Provided text:
===

FIVE STARS A couple lose their son to the plague. A tragedy that could have destroyed them, unites them.

DRAMA UK English #HAMNET Starring Jess Buckley, Paul Mescal



There are films that announce arrive with fanfare and then there are films like HAMNET, which land softly, almost apologetically, and undo you with their grace. Chloé Zhao’s adaptation of Maggie O’Farrell’s novel is such a work. A period drama of rare emotional intelligence that understands grief is not a dramatic event but like a long, private weather system that alters everything in its path.


Set largely in rural Warwickshire, the story centres on the courtship then marriage of William Shakespeare and Agnes (Anne) Hathaway, long before literary immortality came calling. She is portrayed as a woman deeply attuned to the natural world with an instinct to heal, to read herbs, animals and seasons with a sensitivity that borders, in the eyes of her neighbours, on the suspicious. Her closeness to nature and eye for the future gives rise to whispers of witchcraft, an ambiguity the film handles delicately, never confirming nor denying, but allowing superstition and fear to shape how she is seen. 


Shakespeare, meanwhile, is locked in conflict at home. His somewhat thuggish father expects him to take up the family trade of glove-making - a solid, practical future young Will firmly rejects. His heart sings poems and instead, he chooses teaching to pay the bills and writing to fill the mind. His choices not framed as youthful arrogance, but as necessity. A decision, as the film dryly reminds us, that worked out rather well.


This, however, is not a film interested in literary biography or bardic myth-making. Zhao and co-writer O’Farrell are far more interested in the people history leaves behind, such as the Shakespeares’ daughter Judith and her twin Hamnet. When the boy dies under a cloud Agnes had foreseen, the film resists obvious narrative beats. There are no grand speeches or swelling musical cues. Instead, black loss gradually settles into the film, a darkness expressed through silence, distance, and the reluctant recalibration of daily life.

===

Work task: Retype the HAMNET review word for word, everything from "DRAMA UK English" down to "in its path.". The rows come from a separate source and are unrelated to the HAMNET review.

Region pointing data:
===

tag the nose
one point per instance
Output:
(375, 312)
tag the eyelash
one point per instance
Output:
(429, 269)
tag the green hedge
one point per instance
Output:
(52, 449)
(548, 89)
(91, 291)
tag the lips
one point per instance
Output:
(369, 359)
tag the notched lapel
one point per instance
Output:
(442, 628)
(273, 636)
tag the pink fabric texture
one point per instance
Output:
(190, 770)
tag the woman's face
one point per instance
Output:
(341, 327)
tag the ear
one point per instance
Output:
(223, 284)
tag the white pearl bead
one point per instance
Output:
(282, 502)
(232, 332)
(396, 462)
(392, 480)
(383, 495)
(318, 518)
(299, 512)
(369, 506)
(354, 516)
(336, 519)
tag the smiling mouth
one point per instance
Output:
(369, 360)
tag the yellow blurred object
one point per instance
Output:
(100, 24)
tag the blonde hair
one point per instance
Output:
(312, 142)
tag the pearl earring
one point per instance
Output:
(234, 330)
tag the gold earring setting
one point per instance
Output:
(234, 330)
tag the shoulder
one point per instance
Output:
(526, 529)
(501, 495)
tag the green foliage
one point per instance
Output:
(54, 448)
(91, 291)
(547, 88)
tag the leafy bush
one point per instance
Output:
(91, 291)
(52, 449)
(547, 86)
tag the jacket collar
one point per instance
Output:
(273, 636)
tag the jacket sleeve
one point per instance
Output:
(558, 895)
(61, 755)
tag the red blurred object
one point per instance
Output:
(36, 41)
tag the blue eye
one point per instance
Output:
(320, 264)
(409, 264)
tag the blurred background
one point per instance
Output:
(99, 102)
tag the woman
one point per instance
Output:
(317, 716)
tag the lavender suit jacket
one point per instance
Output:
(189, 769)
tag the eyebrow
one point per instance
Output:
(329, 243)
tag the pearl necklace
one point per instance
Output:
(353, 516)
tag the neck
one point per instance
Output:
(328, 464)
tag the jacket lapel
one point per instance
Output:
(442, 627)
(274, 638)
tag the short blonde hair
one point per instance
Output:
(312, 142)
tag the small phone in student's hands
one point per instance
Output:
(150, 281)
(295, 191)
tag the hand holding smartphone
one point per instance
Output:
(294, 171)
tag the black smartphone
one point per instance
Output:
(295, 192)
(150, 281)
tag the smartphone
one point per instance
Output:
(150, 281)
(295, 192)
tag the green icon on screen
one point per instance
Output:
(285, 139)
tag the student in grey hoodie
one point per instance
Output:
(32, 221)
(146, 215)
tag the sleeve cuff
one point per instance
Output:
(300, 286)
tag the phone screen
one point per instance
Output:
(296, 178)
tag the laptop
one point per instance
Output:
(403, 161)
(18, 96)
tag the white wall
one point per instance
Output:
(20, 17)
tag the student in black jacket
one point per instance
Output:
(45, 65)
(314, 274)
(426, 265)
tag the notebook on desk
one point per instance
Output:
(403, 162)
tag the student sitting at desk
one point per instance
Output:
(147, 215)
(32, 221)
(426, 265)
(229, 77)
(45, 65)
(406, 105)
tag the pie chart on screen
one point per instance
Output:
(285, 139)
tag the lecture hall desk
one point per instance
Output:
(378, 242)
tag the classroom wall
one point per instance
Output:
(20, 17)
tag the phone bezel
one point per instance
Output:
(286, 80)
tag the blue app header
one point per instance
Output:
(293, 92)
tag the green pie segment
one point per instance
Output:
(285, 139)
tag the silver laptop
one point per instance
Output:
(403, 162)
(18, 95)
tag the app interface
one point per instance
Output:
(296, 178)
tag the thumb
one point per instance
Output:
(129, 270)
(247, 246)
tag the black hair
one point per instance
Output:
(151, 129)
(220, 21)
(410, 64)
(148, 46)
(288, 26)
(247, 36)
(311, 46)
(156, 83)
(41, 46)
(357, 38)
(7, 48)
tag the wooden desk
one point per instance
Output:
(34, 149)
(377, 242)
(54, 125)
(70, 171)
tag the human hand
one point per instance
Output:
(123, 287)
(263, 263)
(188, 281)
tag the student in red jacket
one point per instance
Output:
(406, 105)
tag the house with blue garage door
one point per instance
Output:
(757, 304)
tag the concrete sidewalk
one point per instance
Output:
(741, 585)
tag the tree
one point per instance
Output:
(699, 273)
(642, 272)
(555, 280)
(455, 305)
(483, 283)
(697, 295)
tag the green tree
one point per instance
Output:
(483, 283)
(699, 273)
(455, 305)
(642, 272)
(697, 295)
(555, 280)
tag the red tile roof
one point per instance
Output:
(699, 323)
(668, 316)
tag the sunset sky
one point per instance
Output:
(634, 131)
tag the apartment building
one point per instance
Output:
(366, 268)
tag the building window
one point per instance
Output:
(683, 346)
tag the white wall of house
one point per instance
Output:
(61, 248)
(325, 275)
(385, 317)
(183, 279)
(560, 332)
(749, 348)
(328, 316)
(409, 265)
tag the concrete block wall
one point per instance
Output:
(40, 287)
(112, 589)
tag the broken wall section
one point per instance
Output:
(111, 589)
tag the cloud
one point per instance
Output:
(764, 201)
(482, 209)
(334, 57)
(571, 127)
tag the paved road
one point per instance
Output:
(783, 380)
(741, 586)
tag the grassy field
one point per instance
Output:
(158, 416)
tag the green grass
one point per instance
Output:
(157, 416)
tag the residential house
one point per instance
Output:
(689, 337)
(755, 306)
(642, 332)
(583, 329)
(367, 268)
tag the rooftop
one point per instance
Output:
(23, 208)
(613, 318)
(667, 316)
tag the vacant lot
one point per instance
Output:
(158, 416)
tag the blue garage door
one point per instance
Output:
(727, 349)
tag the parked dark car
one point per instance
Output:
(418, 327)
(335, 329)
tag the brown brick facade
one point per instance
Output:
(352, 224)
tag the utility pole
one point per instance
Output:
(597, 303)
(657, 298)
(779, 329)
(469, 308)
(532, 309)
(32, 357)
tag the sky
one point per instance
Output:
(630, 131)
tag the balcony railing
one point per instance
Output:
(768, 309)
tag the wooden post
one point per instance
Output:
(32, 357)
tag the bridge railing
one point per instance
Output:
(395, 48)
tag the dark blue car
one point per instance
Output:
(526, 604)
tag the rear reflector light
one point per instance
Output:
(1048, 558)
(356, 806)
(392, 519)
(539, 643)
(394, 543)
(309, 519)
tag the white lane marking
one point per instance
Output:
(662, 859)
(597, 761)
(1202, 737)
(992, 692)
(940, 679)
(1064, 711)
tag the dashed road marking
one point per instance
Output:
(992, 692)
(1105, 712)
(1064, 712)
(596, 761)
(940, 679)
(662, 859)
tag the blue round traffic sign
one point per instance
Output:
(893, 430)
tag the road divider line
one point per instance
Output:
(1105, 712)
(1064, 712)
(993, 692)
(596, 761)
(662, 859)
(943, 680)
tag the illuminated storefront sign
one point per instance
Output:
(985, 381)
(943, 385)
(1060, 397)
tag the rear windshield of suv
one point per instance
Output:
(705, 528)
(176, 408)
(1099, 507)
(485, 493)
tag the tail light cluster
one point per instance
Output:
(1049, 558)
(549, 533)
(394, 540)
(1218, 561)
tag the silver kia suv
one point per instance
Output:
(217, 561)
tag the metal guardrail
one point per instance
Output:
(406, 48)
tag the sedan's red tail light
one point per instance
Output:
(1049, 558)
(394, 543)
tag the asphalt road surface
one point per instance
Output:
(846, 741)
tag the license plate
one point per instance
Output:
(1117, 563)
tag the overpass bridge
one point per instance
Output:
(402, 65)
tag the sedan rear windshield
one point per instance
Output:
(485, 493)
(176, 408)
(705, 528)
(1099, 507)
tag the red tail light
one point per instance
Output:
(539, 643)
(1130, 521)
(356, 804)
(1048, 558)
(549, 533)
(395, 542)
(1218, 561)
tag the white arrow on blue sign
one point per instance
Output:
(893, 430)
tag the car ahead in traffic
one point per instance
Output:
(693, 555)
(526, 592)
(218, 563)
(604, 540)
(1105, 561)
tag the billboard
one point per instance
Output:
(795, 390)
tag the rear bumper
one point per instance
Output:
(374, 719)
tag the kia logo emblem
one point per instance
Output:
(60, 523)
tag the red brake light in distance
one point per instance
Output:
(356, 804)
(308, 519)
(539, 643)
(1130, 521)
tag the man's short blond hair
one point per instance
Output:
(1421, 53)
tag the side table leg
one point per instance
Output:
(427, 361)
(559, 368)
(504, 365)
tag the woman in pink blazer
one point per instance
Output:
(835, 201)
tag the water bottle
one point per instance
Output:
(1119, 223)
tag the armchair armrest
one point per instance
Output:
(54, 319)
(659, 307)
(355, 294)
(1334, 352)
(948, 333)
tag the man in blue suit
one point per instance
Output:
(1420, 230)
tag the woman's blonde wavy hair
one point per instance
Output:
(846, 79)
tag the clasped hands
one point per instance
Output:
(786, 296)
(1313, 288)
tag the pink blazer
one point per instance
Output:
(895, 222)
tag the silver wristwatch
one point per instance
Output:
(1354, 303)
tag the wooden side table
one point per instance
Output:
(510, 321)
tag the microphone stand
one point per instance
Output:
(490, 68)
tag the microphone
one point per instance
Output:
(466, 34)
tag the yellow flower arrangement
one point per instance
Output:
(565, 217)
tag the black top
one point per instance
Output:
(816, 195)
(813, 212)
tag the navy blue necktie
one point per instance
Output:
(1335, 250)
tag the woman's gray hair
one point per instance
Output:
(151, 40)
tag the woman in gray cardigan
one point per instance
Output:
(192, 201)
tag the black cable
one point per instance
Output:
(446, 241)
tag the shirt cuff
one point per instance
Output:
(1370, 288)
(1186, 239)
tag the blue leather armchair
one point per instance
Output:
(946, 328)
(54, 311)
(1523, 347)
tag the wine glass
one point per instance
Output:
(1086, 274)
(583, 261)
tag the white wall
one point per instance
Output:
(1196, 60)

===

Answer for this exercise:
DRAMA UK English #HAMNET Starring Jess Buckley, Paul Mescal



There are films that announce arrive with fanfare and then there are films like HAMNET, which land softly, almost apologetically, and undo you with their grace. Chloé Zhao’s adaptation of Maggie O’Farrell’s novel is such a work. A period drama of rare emotional intelligence that understands grief is not a dramatic event but like a long, private weather system that alters everything in its path.